• TO DO:
Recast every one of the records below as a Markdown table with the columns Row and Line, giving each line its own numbered row and leaving out blank lines.

• WORKING DATA:

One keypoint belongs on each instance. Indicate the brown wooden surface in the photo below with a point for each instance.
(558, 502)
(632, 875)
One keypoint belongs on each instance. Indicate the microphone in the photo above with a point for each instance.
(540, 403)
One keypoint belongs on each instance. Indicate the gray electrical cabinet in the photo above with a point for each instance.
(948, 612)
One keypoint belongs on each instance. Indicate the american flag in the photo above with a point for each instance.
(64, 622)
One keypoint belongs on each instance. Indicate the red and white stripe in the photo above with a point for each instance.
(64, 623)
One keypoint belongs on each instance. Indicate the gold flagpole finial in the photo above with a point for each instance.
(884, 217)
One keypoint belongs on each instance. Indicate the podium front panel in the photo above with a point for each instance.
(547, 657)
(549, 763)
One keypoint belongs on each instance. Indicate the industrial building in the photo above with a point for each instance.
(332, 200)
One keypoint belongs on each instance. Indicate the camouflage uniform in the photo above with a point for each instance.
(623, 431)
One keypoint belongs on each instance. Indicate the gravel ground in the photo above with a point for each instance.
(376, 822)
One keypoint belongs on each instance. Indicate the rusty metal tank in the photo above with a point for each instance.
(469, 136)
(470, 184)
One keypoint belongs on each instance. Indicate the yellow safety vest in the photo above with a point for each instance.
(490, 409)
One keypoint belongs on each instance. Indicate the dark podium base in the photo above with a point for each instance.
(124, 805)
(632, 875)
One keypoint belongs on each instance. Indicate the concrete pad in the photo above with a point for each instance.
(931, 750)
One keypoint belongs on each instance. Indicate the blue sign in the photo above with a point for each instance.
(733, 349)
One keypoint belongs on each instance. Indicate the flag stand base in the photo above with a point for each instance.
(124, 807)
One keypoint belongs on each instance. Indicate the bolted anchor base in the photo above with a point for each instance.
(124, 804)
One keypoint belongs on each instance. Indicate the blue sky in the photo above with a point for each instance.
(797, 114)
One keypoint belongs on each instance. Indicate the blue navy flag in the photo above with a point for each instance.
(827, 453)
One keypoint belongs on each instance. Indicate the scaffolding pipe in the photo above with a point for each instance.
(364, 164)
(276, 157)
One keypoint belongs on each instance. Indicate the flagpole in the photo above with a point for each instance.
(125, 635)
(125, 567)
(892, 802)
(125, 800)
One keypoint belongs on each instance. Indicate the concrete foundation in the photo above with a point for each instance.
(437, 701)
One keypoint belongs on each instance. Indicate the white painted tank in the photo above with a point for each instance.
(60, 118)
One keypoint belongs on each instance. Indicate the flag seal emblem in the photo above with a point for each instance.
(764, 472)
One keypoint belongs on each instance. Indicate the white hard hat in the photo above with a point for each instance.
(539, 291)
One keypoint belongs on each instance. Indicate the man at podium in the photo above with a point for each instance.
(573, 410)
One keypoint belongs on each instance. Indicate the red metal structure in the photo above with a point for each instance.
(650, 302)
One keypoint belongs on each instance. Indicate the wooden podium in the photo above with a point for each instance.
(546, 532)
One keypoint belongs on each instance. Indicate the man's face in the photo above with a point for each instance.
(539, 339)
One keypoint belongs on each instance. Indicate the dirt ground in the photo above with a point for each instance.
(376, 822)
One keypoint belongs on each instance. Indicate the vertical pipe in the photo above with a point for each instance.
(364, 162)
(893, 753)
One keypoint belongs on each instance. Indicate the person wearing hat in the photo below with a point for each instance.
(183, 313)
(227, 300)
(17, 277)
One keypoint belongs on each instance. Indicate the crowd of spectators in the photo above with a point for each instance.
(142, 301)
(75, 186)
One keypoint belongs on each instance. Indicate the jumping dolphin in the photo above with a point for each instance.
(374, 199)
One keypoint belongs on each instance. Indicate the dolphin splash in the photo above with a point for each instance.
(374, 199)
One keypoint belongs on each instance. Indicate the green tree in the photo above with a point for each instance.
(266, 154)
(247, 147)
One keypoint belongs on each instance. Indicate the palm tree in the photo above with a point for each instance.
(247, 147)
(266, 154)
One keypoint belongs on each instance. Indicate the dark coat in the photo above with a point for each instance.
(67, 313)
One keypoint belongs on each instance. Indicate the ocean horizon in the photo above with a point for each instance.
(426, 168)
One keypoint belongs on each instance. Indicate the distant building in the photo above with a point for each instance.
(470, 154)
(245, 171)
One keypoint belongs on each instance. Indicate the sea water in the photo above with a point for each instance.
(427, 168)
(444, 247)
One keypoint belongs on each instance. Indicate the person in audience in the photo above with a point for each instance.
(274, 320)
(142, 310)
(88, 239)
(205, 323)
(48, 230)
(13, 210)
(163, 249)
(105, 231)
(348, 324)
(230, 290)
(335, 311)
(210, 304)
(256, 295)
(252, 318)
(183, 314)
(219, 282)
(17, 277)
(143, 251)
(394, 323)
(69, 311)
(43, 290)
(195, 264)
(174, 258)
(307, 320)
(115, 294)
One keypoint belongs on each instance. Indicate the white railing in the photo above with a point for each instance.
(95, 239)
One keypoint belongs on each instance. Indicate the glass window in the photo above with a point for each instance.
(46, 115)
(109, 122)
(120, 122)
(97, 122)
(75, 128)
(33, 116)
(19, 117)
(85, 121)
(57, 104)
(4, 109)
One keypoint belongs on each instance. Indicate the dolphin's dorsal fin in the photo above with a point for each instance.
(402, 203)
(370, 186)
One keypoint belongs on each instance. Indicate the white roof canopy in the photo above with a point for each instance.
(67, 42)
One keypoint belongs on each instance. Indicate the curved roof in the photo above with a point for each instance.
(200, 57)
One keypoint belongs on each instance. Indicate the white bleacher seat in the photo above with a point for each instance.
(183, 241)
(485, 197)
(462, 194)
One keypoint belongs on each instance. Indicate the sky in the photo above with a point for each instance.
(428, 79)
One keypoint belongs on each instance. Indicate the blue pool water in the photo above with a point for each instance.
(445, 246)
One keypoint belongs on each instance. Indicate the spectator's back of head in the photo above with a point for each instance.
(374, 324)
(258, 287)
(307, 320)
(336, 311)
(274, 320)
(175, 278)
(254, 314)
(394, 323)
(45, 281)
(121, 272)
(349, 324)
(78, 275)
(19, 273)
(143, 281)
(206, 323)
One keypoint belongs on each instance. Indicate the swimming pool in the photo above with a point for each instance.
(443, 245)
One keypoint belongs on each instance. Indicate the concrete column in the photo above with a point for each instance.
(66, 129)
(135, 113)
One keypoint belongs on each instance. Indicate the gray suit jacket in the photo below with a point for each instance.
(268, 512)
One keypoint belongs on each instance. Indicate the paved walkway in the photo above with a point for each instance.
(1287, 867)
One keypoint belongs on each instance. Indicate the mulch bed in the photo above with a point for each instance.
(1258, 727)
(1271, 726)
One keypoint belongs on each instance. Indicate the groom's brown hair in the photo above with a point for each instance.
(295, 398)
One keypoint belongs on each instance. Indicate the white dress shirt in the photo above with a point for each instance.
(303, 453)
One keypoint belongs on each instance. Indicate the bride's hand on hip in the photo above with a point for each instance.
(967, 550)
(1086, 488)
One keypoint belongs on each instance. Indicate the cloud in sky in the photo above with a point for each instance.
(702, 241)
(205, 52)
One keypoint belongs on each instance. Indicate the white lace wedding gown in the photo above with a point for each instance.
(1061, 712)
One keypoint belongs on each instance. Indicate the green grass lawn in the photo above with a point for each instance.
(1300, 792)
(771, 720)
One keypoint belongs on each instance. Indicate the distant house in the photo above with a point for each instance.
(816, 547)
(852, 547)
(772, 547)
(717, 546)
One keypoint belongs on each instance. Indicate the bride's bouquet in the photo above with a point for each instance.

• FINISHED TASK:
| Row | Line |
|---|---|
| 1 | One keypoint belongs on each instance. Indicate the brown wooden surface in the photo below with a point for each instance. |
| 2 | (558, 502) |
| 3 | (632, 875) |
| 4 | One keypoint belongs on each instance. Indicate the microphone in the photo above with a point for each instance. |
| 5 | (540, 403) |
| 6 | One keypoint belongs on each instance. Indicate the gray electrical cabinet in the photo above with a point for each instance. |
| 7 | (948, 612) |
| 8 | One keypoint belongs on each instance. Indicate the american flag in the photo above with a point for each instance. |
| 9 | (64, 622) |
| 10 | One keypoint belongs on each instance. Indicate the red and white stripe in the photo above with a point for each instance. |
| 11 | (64, 623) |
| 12 | One keypoint belongs on each instance. Indicate the gold flagpole finial in the photo above with a point for each instance. |
| 13 | (884, 217) |
| 14 | One keypoint belongs on each instance. Indicate the podium front panel in the photo above with a point for each instance. |
| 15 | (547, 657) |
| 16 | (549, 763) |
| 17 | One keypoint belongs on each instance. Indicate the industrial building in the photo above with a point for each instance. |
| 18 | (332, 200) |
| 19 | One keypoint belongs on each instance. Indicate the camouflage uniform in the photo above with a point for each instance. |
| 20 | (623, 431) |
| 21 | One keypoint belongs on each instance. Indicate the gravel ground in the photo above with a point for each instance. |
| 22 | (376, 822) |
| 23 | One keypoint belongs on each instance. Indicate the rusty metal tank in the photo above with a point for each instance. |
| 24 | (469, 136) |
| 25 | (470, 184) |
| 26 | One keypoint belongs on each instance. Indicate the yellow safety vest in the photo above with a point for each instance. |
| 27 | (490, 409) |
| 28 | One keypoint belongs on each instance. Indicate the dark podium base in the photo above with a point for each instance. |
| 29 | (124, 805) |
| 30 | (632, 875) |
| 31 | One keypoint belongs on each instance. Indicate the concrete pad in the photo above with a point for each instance. |
| 32 | (931, 750) |
| 33 | One keypoint belongs on each instance. Indicate the blue sign in the photo above with a point for each instance. |
| 34 | (733, 349) |
| 35 | One keypoint belongs on each instance. Indicate the flag stand base in the photo above with a point for each instance. |
| 36 | (124, 807) |
| 37 | One keypoint belongs on each instance. Indicate the bolted anchor base in the photo above with a point for each instance. |
| 38 | (124, 804) |
| 39 | One keypoint belongs on each instance. Indicate the blue sky in the photo above with a point for each instance. |
| 40 | (797, 114) |
| 41 | One keypoint belongs on each instance. Indicate the blue navy flag in the photo above with a point for each instance. |
| 42 | (827, 453) |
| 43 | One keypoint belongs on each instance. Indicate the scaffolding pipe in the photo above with a point for each instance. |
| 44 | (364, 164) |
| 45 | (276, 157) |
| 46 | One keypoint belongs on each instance. Indicate the flagpole in the photo above with a point for each instance. |
| 47 | (125, 635) |
| 48 | (125, 567) |
| 49 | (892, 802) |
| 50 | (125, 800) |
| 51 | One keypoint belongs on each instance. Indicate the concrete foundation in the photo above with a point for each instance. |
| 52 | (437, 701) |
| 53 | One keypoint belongs on each instance. Indicate the white painted tank in the photo above with a point for each instance. |
| 54 | (60, 118) |
| 55 | One keypoint belongs on each instance. Indicate the flag seal emblem in the photo above with a point for each instance. |
| 56 | (764, 472) |
| 57 | One keypoint belongs on each instance. Indicate the white hard hat in the photo above with a point for each instance. |
| 58 | (539, 291) |
| 59 | One keypoint belongs on each instance. Indicate the man at podium in the photo above with a point for each instance. |
| 60 | (573, 410) |
| 61 | One keypoint belongs on each instance. Indicate the red metal structure in the photo above with a point for each instance. |
| 62 | (650, 302) |
| 63 | One keypoint belongs on each instance. Indicate the wooden podium in the photo above with a point for each instance. |
| 64 | (546, 532) |
| 65 | One keypoint belongs on each instance. Indicate the man's face in the photo above with a point for each instance. |
| 66 | (539, 339) |
| 67 | One keypoint belongs on each instance. Indicate the dirt ground in the photo above with a point for each instance. |
| 68 | (376, 822) |
| 69 | One keypoint belongs on each instance. Indicate the vertical pipe in the photo above with a point for each instance. |
| 70 | (364, 162) |
| 71 | (893, 753) |
| 72 | One keypoint belongs on each instance. Indicate the person wearing hat in the photo below with a point for each instance. |
| 73 | (183, 313) |
| 74 | (227, 300) |
| 75 | (17, 277) |
| 76 | One keypoint belongs on each instance. Indicate the crowd of spectators in the photo above with a point for each instance. |
| 77 | (142, 301) |
| 78 | (75, 186) |
| 79 | One keypoint belongs on each instance. Indicate the jumping dolphin in the photo above with a point for each instance. |
| 80 | (374, 199) |
| 81 | One keypoint belongs on each instance. Indicate the dolphin splash in the photo above with a point for each instance. |
| 82 | (374, 199) |
| 83 | One keypoint belongs on each instance. Indicate the green tree in the photo above with a point for each instance. |
| 84 | (266, 154) |
| 85 | (247, 147) |
| 86 | One keypoint belongs on each instance. Indicate the palm tree in the photo above with a point for each instance. |
| 87 | (247, 147) |
| 88 | (266, 154) |
| 89 | One keypoint belongs on each instance. Indicate the dark coat in the photo above with a point for each instance. |
| 90 | (67, 313) |
| 91 | One keypoint belongs on each instance. Indicate the ocean horizon in the photo above with a point for each instance. |
| 92 | (426, 168) |
| 93 | One keypoint belongs on each instance. Indicate the distant building in the photo above with a point for each instance. |
| 94 | (470, 154) |
| 95 | (245, 171) |
| 96 | One keypoint belongs on each instance. Indicate the sea water in the photo above with a point for each instance. |
| 97 | (427, 168) |
| 98 | (444, 247) |
| 99 | One keypoint belongs on each instance. Indicate the person in audience in the photo above with a point for each instance. |
| 100 | (274, 320) |
| 101 | (142, 310) |
| 102 | (88, 239) |
| 103 | (205, 323) |
| 104 | (48, 230) |
| 105 | (13, 210) |
| 106 | (163, 249) |
| 107 | (105, 231) |
| 108 | (348, 324) |
| 109 | (230, 290) |
| 110 | (335, 311) |
| 111 | (210, 304) |
| 112 | (256, 295) |
| 113 | (252, 318) |
| 114 | (183, 314) |
| 115 | (219, 282) |
| 116 | (17, 277) |
| 117 | (143, 251) |
| 118 | (394, 323) |
| 119 | (69, 311) |
| 120 | (43, 290) |
| 121 | (195, 264) |
| 122 | (174, 258) |
| 123 | (307, 320) |
| 124 | (115, 294) |
| 125 | One keypoint belongs on each instance. Indicate the white railing in the photo above with a point for each instance. |
| 126 | (95, 239) |
| 127 | One keypoint belongs on each instance. Indicate the glass window in the photo above with a point for each instance. |
| 128 | (46, 115) |
| 129 | (109, 122) |
| 130 | (120, 122) |
| 131 | (97, 122) |
| 132 | (75, 128) |
| 133 | (33, 116) |
| 134 | (19, 117) |
| 135 | (85, 121) |
| 136 | (57, 104) |
| 137 | (4, 109) |
| 138 | One keypoint belongs on each instance. Indicate the dolphin's dorsal fin in the photo above with a point for each instance. |
| 139 | (402, 203) |
| 140 | (370, 186) |
| 141 | One keypoint belongs on each instance. Indicate the white roof canopy in the photo above with a point for each instance. |
| 142 | (67, 42) |
| 143 | One keypoint belongs on each instance. Indicate the curved roof in the photo above with a point for each instance. |
| 144 | (200, 57) |
| 145 | One keypoint belongs on each instance. Indicate the white bleacher seat in the photo above with a point for each instance. |
| 146 | (183, 241) |
| 147 | (485, 197) |
| 148 | (462, 194) |
| 149 | One keypoint belongs on each instance. Indicate the sky in the photo above with a point for each instance. |
| 150 | (428, 79) |
| 151 | One keypoint belongs on each instance. Indicate the blue pool water in the photo above with a point for each instance. |
| 152 | (445, 246) |
| 153 | One keypoint belongs on each instance. Indicate the spectator's back of head in the photo above with a point for each instance. |
| 154 | (374, 324) |
| 155 | (258, 287) |
| 156 | (307, 320) |
| 157 | (336, 311) |
| 158 | (274, 320) |
| 159 | (175, 278) |
| 160 | (254, 314) |
| 161 | (394, 323) |
| 162 | (45, 281) |
| 163 | (121, 272) |
| 164 | (349, 324) |
| 165 | (78, 275) |
| 166 | (19, 273) |
| 167 | (143, 281) |
| 168 | (206, 323) |
| 169 | One keypoint belongs on each instance. Indicate the swimming pool in the photo above with a point for each instance. |
| 170 | (443, 245) |
| 171 | One keypoint belongs on each instance. Indicate the concrete column in the photo above with a point for each instance. |
| 172 | (66, 129) |
| 173 | (135, 113) |
| 174 | One keypoint belongs on each instance. Indicate the gray suit jacket in the photo below with a point for each instance. |
| 175 | (268, 512) |
| 176 | One keypoint belongs on each instance. Indicate the paved walkway in the photo above with a point for each instance. |
| 177 | (1287, 867) |
| 178 | One keypoint belongs on each instance. Indicate the mulch bed in the photo above with a point for each instance. |
| 179 | (1258, 727) |
| 180 | (1271, 726) |
| 181 | One keypoint belongs on each instance. Indicate the groom's brown hair in the photo above with a point for each instance. |
| 182 | (295, 398) |
| 183 | One keypoint belongs on each instance. Indicate the white dress shirt in the photo above with a point for each instance. |
| 184 | (303, 453) |
| 185 | One keypoint belongs on each instance. Indicate the bride's hand on hip in the photo above with a point for each instance. |
| 186 | (967, 550) |
| 187 | (1086, 488) |
| 188 | One keypoint belongs on each instance. Indicate the cloud in sky in the photo above with a point for each instance. |
| 189 | (702, 241) |
| 190 | (205, 52) |
| 191 | One keypoint belongs on each instance. Indicate the white lace wedding gown in the photo above with a point for each instance. |
| 192 | (1061, 712) |
| 193 | One keypoint belongs on each instance. Indicate the green grass lawn in the photo above with a point for each instance. |
| 194 | (1300, 792) |
| 195 | (771, 720) |
| 196 | One keypoint belongs on each instance. Indicate the distant house in the photo above with a point for each instance. |
| 197 | (816, 547) |
| 198 | (852, 547) |
| 199 | (772, 547) |
| 200 | (717, 546) |
| 201 | One keypoint belongs on each instance. Indicate the bride's bouquet in the photo above with a point for each instance. |